_QUOTED TEXT_.
Alexithymia? Let’s take another look at the facts AND the truth – Part 2

alexithymia score : 156 points

Herewith continues my discussion of Alexithymia. Part 1 is here.

Question 11: When I am upset I find it difficult to identify the feelings causing it.

Fact: I can identify feelings fairly well, especially in ways that make sense to others.

Truth: This has only been possible after years of practice. I usually just pick a “ballpark” emotion to describe how I’m feeling – and I usually cue off the behaviors of others, to find out whether what I’ve said makes sense to them or not. I’m extremely sensitive to others’ “energies”, and I can often tell if what I’ve said makes sense to them or not. And then I adjust my descriptions to what I can tell is “working” for them. I can tell on a subtle level, if I’m confusing people, and I can adjust my expressions to suit what they need – and that’s the goal: successfully completing the social interaction, rather than actually communicating what is going on with me.

In a way, this actually comes in handy. Because not knowing what I’m feeling at the moment allows me to function well under conditions that otherwise make people highly dysfunctional. I can wade into impossible situations and think clearly in a crisis, because I don’t even realize I’m in a crisis. In this way, alexithymia works for me. It’s a real benefit and a gift.

Question 12: Describing the feelings I have about other people is often difficult.

Fact: It’s not as difficult now, as it used to be. I can do this pretty well, now.

Truth: Well, sure… Because I have both learned how to identify my feelings (in the “ballpark”), and I’ve learned how to express myself in ways that others understand. I generally keep a friendly-neutral attitude towards others, so as to keep things light and not overburden the interactions with me seeming to be angry (that’s my thinking face) or aggressive (that’s my excited face) or having some other emotion that others completely mis-interpret.

I can describe my feelings about others at work pretty well — actually a lot easier than in my personal life. Because a lot of what I feel mirrors what others feel. Someone who’s a pain the ass to others in my group is probably a pain the ass to me, as well. Likewise, someone who’s great to work with. I cue a lot off what others say they feel, and I check in with myself to see if that’s true. I sometimes “try emotions on for size” when it comes to others, because it’s a heck of a lot easier than coming up with my own versions. And it sometimes turns out to be true, anyway. It’s a process. A long process of learning and discovery and refining. And it’s not a simple, straightforward thing with me. The fact that nobody — but nobody — knows this, shows me I’m doing a good job at blending in.

Question 13: I prefer doing physical activities with friends rather than discussing each others emotional experiences.

_DATA RECORDS_.
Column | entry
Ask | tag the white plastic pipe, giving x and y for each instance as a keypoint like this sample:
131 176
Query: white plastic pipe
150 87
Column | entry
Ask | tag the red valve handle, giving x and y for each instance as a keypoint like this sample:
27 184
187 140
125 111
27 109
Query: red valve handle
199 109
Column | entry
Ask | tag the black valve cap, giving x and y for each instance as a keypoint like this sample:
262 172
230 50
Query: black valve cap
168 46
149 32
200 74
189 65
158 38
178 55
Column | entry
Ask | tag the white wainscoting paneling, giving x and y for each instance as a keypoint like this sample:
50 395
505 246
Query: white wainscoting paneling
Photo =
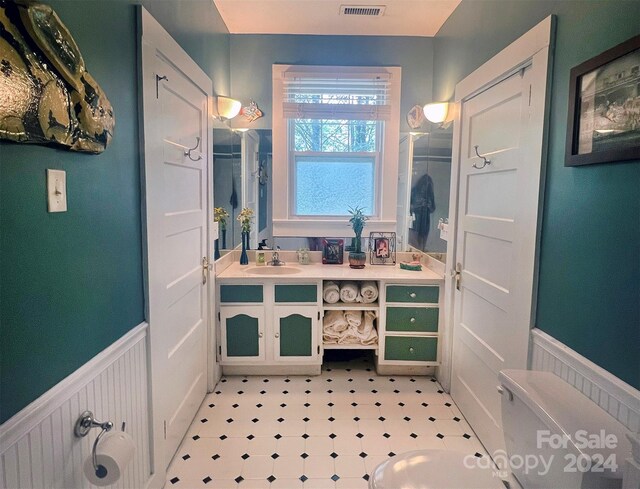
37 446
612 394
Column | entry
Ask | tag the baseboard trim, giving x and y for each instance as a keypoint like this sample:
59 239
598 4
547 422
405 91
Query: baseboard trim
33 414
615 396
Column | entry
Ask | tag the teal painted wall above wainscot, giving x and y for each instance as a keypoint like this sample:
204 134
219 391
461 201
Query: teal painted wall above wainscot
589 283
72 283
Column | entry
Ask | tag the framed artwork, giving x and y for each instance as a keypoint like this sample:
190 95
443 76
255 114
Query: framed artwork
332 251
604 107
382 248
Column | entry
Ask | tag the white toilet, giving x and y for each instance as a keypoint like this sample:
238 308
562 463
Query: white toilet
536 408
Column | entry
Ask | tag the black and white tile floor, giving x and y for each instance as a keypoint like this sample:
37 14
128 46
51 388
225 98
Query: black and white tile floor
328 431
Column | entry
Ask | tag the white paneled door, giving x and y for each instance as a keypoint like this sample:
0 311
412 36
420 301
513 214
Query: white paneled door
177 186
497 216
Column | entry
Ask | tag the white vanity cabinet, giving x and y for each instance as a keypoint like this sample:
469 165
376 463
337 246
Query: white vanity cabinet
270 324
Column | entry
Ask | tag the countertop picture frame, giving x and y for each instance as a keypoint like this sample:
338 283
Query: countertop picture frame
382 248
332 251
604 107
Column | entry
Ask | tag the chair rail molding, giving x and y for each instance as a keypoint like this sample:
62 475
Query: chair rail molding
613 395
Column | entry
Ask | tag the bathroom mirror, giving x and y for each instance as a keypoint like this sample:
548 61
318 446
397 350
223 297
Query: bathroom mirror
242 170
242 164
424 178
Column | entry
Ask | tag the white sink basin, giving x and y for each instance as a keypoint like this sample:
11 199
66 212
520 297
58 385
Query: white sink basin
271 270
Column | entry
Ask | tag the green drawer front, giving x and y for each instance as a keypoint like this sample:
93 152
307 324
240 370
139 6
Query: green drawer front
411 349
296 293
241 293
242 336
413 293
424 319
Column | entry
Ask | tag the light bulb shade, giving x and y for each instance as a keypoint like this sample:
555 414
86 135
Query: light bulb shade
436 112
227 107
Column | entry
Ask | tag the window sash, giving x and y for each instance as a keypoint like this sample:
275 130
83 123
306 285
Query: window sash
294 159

_SET EXERCISE_.
Reproduce the alexithymia post between "Question 11: When" and "sense to others.", inclusive, swapping "feelings" for "emotions".

_EXERCISE ANSWER_.
Question 11: When I am upset I find it difficult to identify the emotions causing it.

Fact: I can identify emotions fairly well, especially in ways that make sense to others.